Compiti assegnati
[1] Per ciascuna affermazione indica se concorda con il brano. Rispondi sì o no e cita alla lettera le parole del brano che lo decidono.
(a) Prima di arrivare negli Stati Uniti, un emigrante medio del Sud si nutriva principalmente di polenta.
(b) Il punto di svolta è stata la Depressione del 1929.
(c) Gli americani chiamavano gli italiani "grease balls".
[2] Aggiorna il brano: riscrivine la parte da "Prima di arrivare" fino a "di Davide Puca." compreso, sostituendo "castagne" con "fave".

Brano scelto
□ □ □ □
Prima di arrivare negli Stati Uniti un emigrante ‘medio’ del Nord si nutriva principalmente di polenta, patate e castagne, mentre uno del Sud di pane e verdure, a volte accompagnati da piccole quantità di formaggio, baccalà o sardine.

Pizza-Macaroni-and-Cheese
Foto di Davide Puca.

Nel frattempo però gli italiani rendevano la cucina un simbolo della propria identità migrante, integrandosi proprio con attività di imprenditoria gastronomica. Gli Stati Uniti, come simboleggiato nel ‘fiume di latte’ di Nuovomondo, rappresentano un sogno alimentare, un paese dei balocchi dove erano ampiamente disponibili prodotti che in patria non sempre lo erano, come la carne e la pasta (e perfino il caffè). Gli americani ci chiamavano ‘grease balls’, palle unte, ma quell’unto per noi era uno status simbolo, di tutto il cibo che potevamo permetterci, della fame che non c’era più. “In ambito gastronomico l’etnicità è stata usata dagli italiani giocando su stereotipi negativi, come il cliché dei mangiatori di pasta, e capovolgendoli” prosegue Davide. “Possiamo fare un paragone con la comunità LGBT che ha usato stereotipi a connotazione negativa capovolgendone il valore.”

“La cameriera passa a grattarti il formaggio su ogni cosa, insalata compresa: è l’Italian touch. I breadsticks sono un autentico segno di italianità a New York: barrette morbide di pane all’aglio”

Come racconta moto bene Simone Cinotto nel suo libro The Italian American Table, a fine Ottocento non esisteva ancora un vero e proprio concetto di cucina nazionale italiana, bensì un mosaico di abitudini alimentari locali, a loro volta nettamente divise tra ricchi e poveri, cittadini e campagnole.

Il punto di svolta è stata la Depressione del 1929. Sempre più americani medio-borghesi hanno iniziato a frequentare i ristoranti italiani, molto più economici. Gli americani lì hanno iniziato a mangiare italiano.
□ □ □ □
[Voci di etichettatura di regioni d'immagine]
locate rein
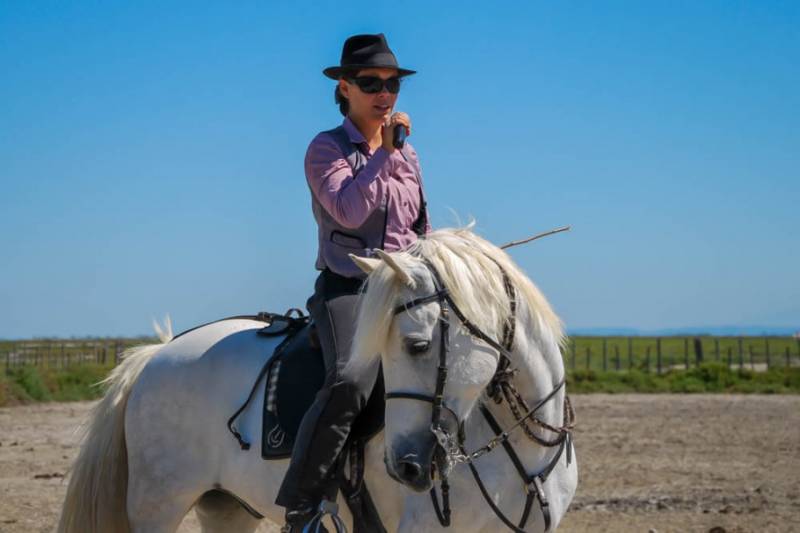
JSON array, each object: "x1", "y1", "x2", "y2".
[{"x1": 385, "y1": 259, "x2": 575, "y2": 533}]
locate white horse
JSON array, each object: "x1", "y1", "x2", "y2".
[{"x1": 58, "y1": 226, "x2": 577, "y2": 533}]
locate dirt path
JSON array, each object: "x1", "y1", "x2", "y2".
[{"x1": 0, "y1": 395, "x2": 800, "y2": 533}]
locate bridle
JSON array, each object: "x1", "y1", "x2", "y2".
[{"x1": 385, "y1": 258, "x2": 575, "y2": 533}]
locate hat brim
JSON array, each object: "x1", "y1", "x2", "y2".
[{"x1": 322, "y1": 65, "x2": 417, "y2": 80}]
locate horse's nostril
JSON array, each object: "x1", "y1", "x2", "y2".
[{"x1": 399, "y1": 461, "x2": 422, "y2": 480}]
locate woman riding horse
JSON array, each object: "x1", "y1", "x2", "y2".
[{"x1": 275, "y1": 33, "x2": 431, "y2": 533}]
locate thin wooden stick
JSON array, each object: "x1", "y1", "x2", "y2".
[{"x1": 500, "y1": 226, "x2": 572, "y2": 250}]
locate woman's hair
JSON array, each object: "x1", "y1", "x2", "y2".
[{"x1": 333, "y1": 68, "x2": 361, "y2": 117}]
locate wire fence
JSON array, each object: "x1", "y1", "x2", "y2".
[
  {"x1": 0, "y1": 338, "x2": 158, "y2": 373},
  {"x1": 563, "y1": 336, "x2": 800, "y2": 374},
  {"x1": 0, "y1": 336, "x2": 800, "y2": 374}
]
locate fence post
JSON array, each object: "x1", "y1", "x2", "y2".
[
  {"x1": 683, "y1": 337, "x2": 689, "y2": 370},
  {"x1": 694, "y1": 337, "x2": 703, "y2": 366},
  {"x1": 628, "y1": 337, "x2": 633, "y2": 370},
  {"x1": 656, "y1": 337, "x2": 661, "y2": 374},
  {"x1": 739, "y1": 337, "x2": 744, "y2": 370}
]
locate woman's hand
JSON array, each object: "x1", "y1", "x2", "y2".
[{"x1": 381, "y1": 112, "x2": 411, "y2": 154}]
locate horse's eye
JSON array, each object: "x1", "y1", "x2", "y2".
[{"x1": 406, "y1": 340, "x2": 431, "y2": 355}]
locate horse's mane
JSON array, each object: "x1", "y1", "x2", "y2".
[{"x1": 351, "y1": 222, "x2": 565, "y2": 372}]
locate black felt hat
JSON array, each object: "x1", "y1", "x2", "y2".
[{"x1": 322, "y1": 33, "x2": 417, "y2": 80}]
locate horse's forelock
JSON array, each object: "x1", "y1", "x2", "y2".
[{"x1": 348, "y1": 224, "x2": 564, "y2": 371}]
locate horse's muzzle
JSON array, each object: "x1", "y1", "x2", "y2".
[{"x1": 386, "y1": 433, "x2": 436, "y2": 492}]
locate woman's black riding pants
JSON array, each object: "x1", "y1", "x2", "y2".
[{"x1": 275, "y1": 270, "x2": 380, "y2": 509}]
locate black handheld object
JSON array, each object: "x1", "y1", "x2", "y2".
[{"x1": 392, "y1": 124, "x2": 406, "y2": 150}]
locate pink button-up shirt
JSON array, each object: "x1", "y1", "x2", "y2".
[{"x1": 305, "y1": 117, "x2": 431, "y2": 251}]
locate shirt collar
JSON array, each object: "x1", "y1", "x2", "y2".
[{"x1": 342, "y1": 117, "x2": 367, "y2": 144}]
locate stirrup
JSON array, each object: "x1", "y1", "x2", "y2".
[{"x1": 302, "y1": 499, "x2": 347, "y2": 533}]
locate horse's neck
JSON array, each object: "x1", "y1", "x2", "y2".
[{"x1": 489, "y1": 304, "x2": 566, "y2": 474}]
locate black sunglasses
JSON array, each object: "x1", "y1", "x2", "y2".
[{"x1": 347, "y1": 76, "x2": 400, "y2": 94}]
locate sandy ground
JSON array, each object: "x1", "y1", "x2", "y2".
[{"x1": 0, "y1": 395, "x2": 800, "y2": 533}]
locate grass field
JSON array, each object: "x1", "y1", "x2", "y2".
[{"x1": 0, "y1": 337, "x2": 800, "y2": 406}]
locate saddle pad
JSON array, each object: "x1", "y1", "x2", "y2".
[
  {"x1": 261, "y1": 325, "x2": 325, "y2": 459},
  {"x1": 261, "y1": 325, "x2": 385, "y2": 459}
]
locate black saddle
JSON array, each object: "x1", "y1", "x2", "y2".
[
  {"x1": 222, "y1": 309, "x2": 386, "y2": 533},
  {"x1": 220, "y1": 309, "x2": 385, "y2": 459}
]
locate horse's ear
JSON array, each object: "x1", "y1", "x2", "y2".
[
  {"x1": 347, "y1": 254, "x2": 381, "y2": 274},
  {"x1": 375, "y1": 248, "x2": 417, "y2": 289}
]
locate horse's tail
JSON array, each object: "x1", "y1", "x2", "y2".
[{"x1": 57, "y1": 317, "x2": 172, "y2": 533}]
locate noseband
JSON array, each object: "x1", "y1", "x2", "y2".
[{"x1": 385, "y1": 258, "x2": 574, "y2": 533}]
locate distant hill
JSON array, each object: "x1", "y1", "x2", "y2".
[{"x1": 569, "y1": 326, "x2": 800, "y2": 337}]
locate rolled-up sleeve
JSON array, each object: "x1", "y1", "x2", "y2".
[
  {"x1": 305, "y1": 134, "x2": 391, "y2": 228},
  {"x1": 408, "y1": 143, "x2": 433, "y2": 233}
]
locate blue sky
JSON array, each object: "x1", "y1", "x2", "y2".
[{"x1": 0, "y1": 1, "x2": 800, "y2": 338}]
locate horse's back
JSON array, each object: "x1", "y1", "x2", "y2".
[{"x1": 125, "y1": 319, "x2": 283, "y2": 480}]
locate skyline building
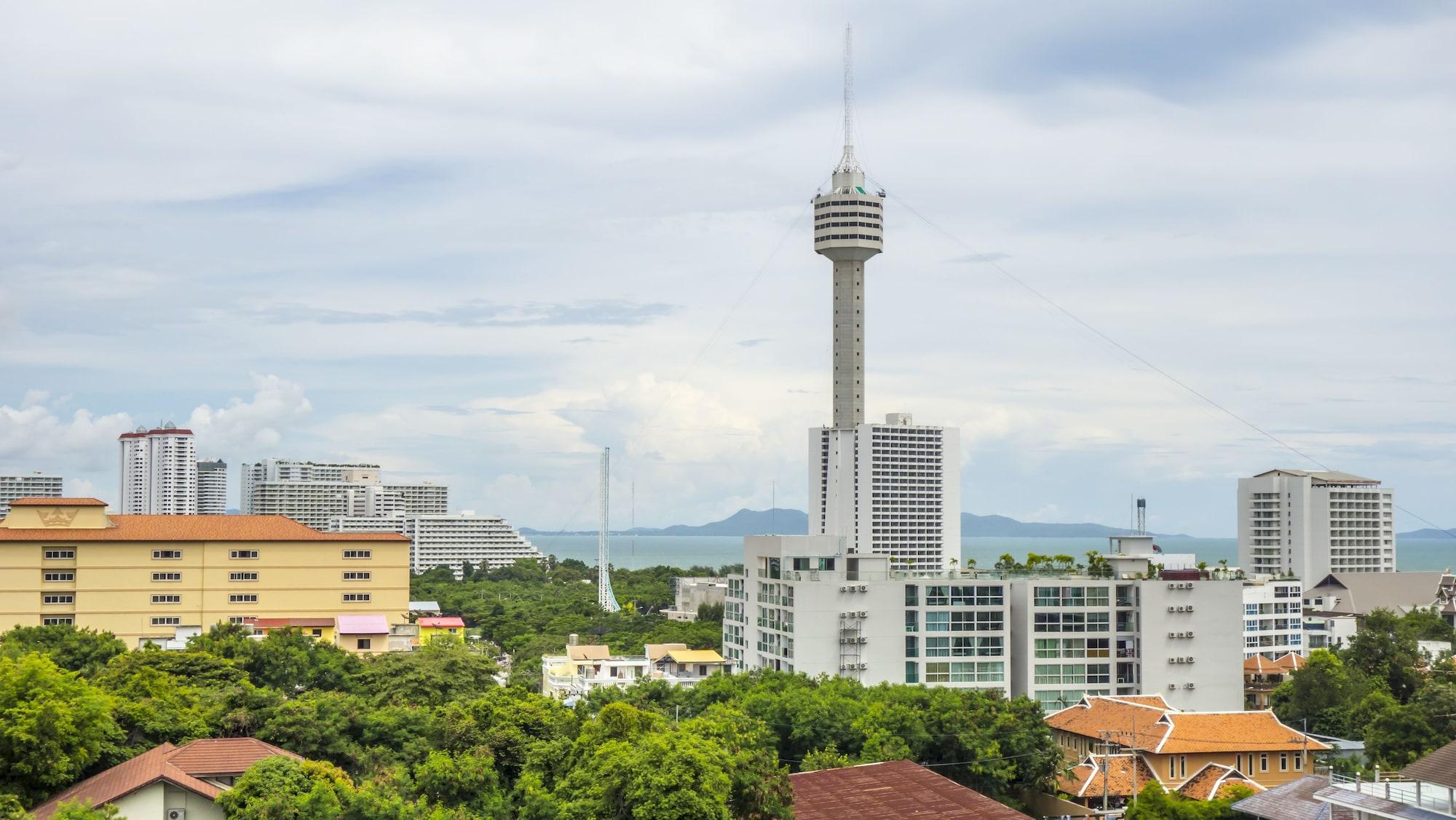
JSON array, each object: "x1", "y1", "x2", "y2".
[
  {"x1": 116, "y1": 422, "x2": 197, "y2": 516},
  {"x1": 1238, "y1": 469, "x2": 1395, "y2": 586},
  {"x1": 808, "y1": 26, "x2": 961, "y2": 569},
  {"x1": 0, "y1": 470, "x2": 64, "y2": 517},
  {"x1": 239, "y1": 459, "x2": 450, "y2": 532},
  {"x1": 197, "y1": 459, "x2": 227, "y2": 516}
]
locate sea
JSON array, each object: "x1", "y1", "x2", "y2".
[{"x1": 530, "y1": 535, "x2": 1456, "y2": 572}]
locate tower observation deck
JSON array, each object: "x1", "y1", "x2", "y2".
[{"x1": 814, "y1": 26, "x2": 885, "y2": 428}]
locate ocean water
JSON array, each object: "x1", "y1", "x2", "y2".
[{"x1": 531, "y1": 536, "x2": 1456, "y2": 571}]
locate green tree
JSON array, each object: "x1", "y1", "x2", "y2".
[
  {"x1": 0, "y1": 623, "x2": 127, "y2": 676},
  {"x1": 0, "y1": 654, "x2": 121, "y2": 803}
]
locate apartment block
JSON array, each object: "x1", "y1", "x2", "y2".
[
  {"x1": 808, "y1": 414, "x2": 961, "y2": 569},
  {"x1": 197, "y1": 459, "x2": 227, "y2": 516},
  {"x1": 1238, "y1": 469, "x2": 1395, "y2": 580},
  {"x1": 328, "y1": 510, "x2": 545, "y2": 578},
  {"x1": 0, "y1": 498, "x2": 409, "y2": 647},
  {"x1": 0, "y1": 472, "x2": 63, "y2": 516},
  {"x1": 722, "y1": 536, "x2": 1243, "y2": 709},
  {"x1": 116, "y1": 424, "x2": 197, "y2": 516},
  {"x1": 239, "y1": 459, "x2": 450, "y2": 530}
]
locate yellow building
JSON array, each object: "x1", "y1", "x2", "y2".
[
  {"x1": 0, "y1": 498, "x2": 409, "y2": 647},
  {"x1": 1047, "y1": 695, "x2": 1329, "y2": 808}
]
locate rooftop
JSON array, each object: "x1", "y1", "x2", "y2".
[
  {"x1": 789, "y1": 760, "x2": 1026, "y2": 820},
  {"x1": 33, "y1": 737, "x2": 303, "y2": 820}
]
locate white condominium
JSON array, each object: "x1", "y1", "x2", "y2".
[
  {"x1": 118, "y1": 424, "x2": 197, "y2": 516},
  {"x1": 197, "y1": 459, "x2": 227, "y2": 516},
  {"x1": 328, "y1": 510, "x2": 542, "y2": 578},
  {"x1": 239, "y1": 459, "x2": 450, "y2": 530},
  {"x1": 1239, "y1": 470, "x2": 1395, "y2": 583},
  {"x1": 722, "y1": 536, "x2": 1243, "y2": 711},
  {"x1": 0, "y1": 472, "x2": 61, "y2": 517},
  {"x1": 808, "y1": 28, "x2": 961, "y2": 569}
]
□ □ □ □
Soluzioni per compito
[1]
(a) No: "uno del Sud di pane e verdure"
(b) Sì: "Il punto di svolta è stata la Depressione del 1929."
(c) Sì: "Gli americani ci chiamavano ‘grease balls’, palle unte"

[2]
Prima di arrivare negli Stati Uniti un emigrante ‘medio’ del Nord si nutriva principalmente di polenta, patate e fave, mentre uno del Sud di pane e verdure, a volte accompagnati da piccole quantità di formaggio, baccalà o sardine.

Pizza-Macaroni-and-Cheese
Foto di Davide Puca.